_EXTRACT_
------
Middleware: nmstate, bridging between the frontend and backend, interpreting the data model and applying the configuration with the relevant NetworkManager function/s (optionally with another backend if required).
Frontend: Communication protocol, through which clients can communicate with the node and control the HOST networking state.

NetworkManager backend access requires a thin layer that exposes it programmatically. This component is referred to as “NM Lib”.

The nmstate is used as a tool to apply what was described in the data model schema and its commands/verbs functionality requirements to the backend (NetworkManager). In many ways, it is similar to the NetworkManager Ansible module but is expected to be deployed on the host and used by other clients (not only ansible).

The communication protocol specification is deferred, for now it is mentioned in Appendix D.

Components

Solution Stack Diagram

NetworkManager (Service & Lib)

NetworkManager is the service that controls most of the Linux host networking options.

It can be accessed through several interfaces: nmcli, d-bus, libnm. In order to allow access in a programmatic manner to NM, a thin NM SDK is required that wraps the interface with the chosen language.

One implementation option can include: A Python NM SDK, wrapping access to NM service through nmlib.
------
_DATA PROVIDED_
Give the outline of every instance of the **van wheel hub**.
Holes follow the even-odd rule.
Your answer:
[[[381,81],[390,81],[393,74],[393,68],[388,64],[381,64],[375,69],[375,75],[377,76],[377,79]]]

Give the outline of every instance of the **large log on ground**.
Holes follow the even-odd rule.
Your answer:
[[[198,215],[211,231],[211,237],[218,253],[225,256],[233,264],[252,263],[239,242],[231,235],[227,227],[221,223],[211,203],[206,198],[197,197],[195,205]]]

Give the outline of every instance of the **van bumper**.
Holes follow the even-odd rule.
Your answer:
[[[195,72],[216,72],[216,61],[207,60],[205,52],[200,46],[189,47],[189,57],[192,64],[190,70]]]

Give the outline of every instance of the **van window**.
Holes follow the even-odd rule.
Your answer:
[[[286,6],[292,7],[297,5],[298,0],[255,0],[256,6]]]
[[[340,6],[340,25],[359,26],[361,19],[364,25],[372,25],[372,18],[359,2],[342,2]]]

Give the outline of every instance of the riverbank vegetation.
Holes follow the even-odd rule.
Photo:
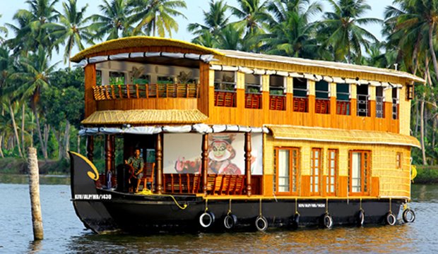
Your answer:
[[[206,47],[397,68],[425,78],[415,84],[410,123],[422,149],[412,156],[415,164],[438,164],[438,0],[394,0],[383,20],[364,16],[371,1],[321,1],[330,8],[310,0],[239,0],[234,6],[211,0],[203,23],[187,30]],[[90,4],[100,4],[100,13],[89,17],[76,0],[62,1],[59,9],[57,2],[28,0],[12,23],[0,24],[0,161],[6,165],[10,158],[22,162],[29,146],[47,163],[64,164],[69,150],[85,151],[78,135],[83,71],[71,68],[73,49],[121,37],[171,37],[186,28],[175,21],[185,17],[183,0],[99,0]],[[370,23],[380,24],[384,40],[364,28]],[[59,51],[66,68],[49,64]],[[95,142],[99,161],[103,145]]]

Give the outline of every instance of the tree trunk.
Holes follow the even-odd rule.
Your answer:
[[[11,114],[11,120],[12,120],[12,126],[13,128],[13,134],[15,135],[16,140],[17,140],[17,146],[18,147],[18,154],[20,157],[23,158],[23,153],[21,152],[21,147],[20,145],[20,138],[18,138],[18,131],[17,130],[17,124],[16,123],[15,115],[13,110],[12,109],[12,104],[11,100],[8,101],[9,114]]]
[[[24,139],[24,131],[25,131],[25,110],[26,109],[26,104],[24,102],[23,102],[23,107],[21,109],[21,150],[24,152],[25,151],[25,140]]]
[[[64,133],[64,154],[62,156],[67,159],[69,157],[67,151],[70,150],[70,122],[69,120],[66,121],[66,130]]]
[[[4,158],[4,155],[3,154],[3,135],[0,135],[0,157]]]
[[[429,49],[430,50],[430,54],[432,55],[432,60],[434,63],[434,68],[435,69],[435,75],[437,76],[437,80],[438,80],[438,64],[437,64],[437,55],[435,55],[435,51],[434,49],[434,42],[433,42],[433,30],[434,23],[432,23],[429,26]],[[430,84],[432,85],[432,84]]]
[[[40,139],[40,145],[41,145],[41,150],[42,152],[42,156],[45,160],[47,160],[47,150],[45,148],[45,145],[44,144],[44,140],[42,139],[42,134],[41,133],[41,126],[40,126],[40,119],[38,118],[38,114],[37,113],[37,109],[34,107],[32,109],[33,111],[33,114],[35,117],[36,123],[37,123],[37,131],[38,131],[38,138]],[[33,131],[32,131],[33,132]]]

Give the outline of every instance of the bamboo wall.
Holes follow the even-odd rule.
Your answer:
[[[325,183],[328,174],[328,149],[338,150],[338,171],[336,176],[336,197],[348,197],[349,174],[349,152],[350,150],[371,151],[371,176],[369,194],[365,197],[406,198],[410,196],[409,147],[347,144],[341,143],[314,142],[305,140],[276,140],[270,135],[264,137],[264,194],[273,194],[273,181],[275,179],[274,148],[276,147],[300,148],[300,171],[298,183],[298,196],[307,196],[309,193],[310,158],[312,148],[321,148],[321,170],[323,177],[320,184]],[[396,153],[402,154],[402,169],[396,167]],[[324,182],[323,182],[324,181]],[[324,197],[325,190],[321,189],[320,196]]]

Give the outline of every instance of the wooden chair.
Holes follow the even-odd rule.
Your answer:
[[[150,190],[153,191],[153,172],[155,171],[155,162],[146,162],[143,168],[143,188],[147,188],[148,183],[150,183]]]

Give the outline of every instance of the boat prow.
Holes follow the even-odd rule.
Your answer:
[[[71,200],[76,214],[86,228],[97,234],[110,233],[119,229],[102,204],[95,181],[99,174],[94,164],[83,155],[69,152],[71,159]]]

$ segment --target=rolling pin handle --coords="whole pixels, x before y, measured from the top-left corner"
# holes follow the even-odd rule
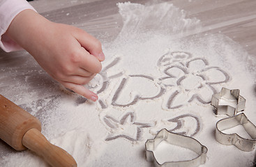
[[[33,128],[23,136],[22,144],[42,156],[54,167],[76,167],[75,159],[64,150],[50,143],[38,129]]]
------
_SET TASKS_
• A. Count the rows that contain the word "outline" and give only that number.
• B. Continue the nmstate passage from the point where it stops.
The nmstate passage and the rows have nothing to do with each other.

_RESPONSES BY TASK_
• A. 9

• B.
Network Tooling Extensions

Networking options which are not controllable by NetworkManager (even proprietary ones) are to be handled through the tooling extensions.

Examples of its usages:

Traffic Control related configuration (tc), like traffic shaping.
DPDK interfaces
Network services (DNS, DHCP server, firewall)

NMState

Interpreting the data model scheme and applying it using NetworkManager interface (NM SDK) or other backends is under the nmstate responsibility. It also needs to cover the reverse path, from the backend to the relevant data model scheme (retrieving the host state from NM and presenting it using the data model).

Optionally, the component should support notification forwarding from the backend to the frontend: Enabling a manager or controller to receive notifications when a link state changes, when an IP is updated from DHCP, when a device is unplug/plug, etc. The manager/controller may request a fresh host state or take a more intelligent action as a response.

Existing similar components which could be potentially used for this purpose are the Ansible NetworkManager module and portions of RHV host agent (vdsm-network).

Ansible

Ansible represents in this context a client of RHEL, through which one can configure its networking configuration.

Atomicity is embedded into nmstate, therefore, no special treatment is required in that area as well.

Other Management and Control clients

When monitoring capabilities are required or Ansible is not the best fit for a solution, other management and controlling clients will need to access the RHEL node directly.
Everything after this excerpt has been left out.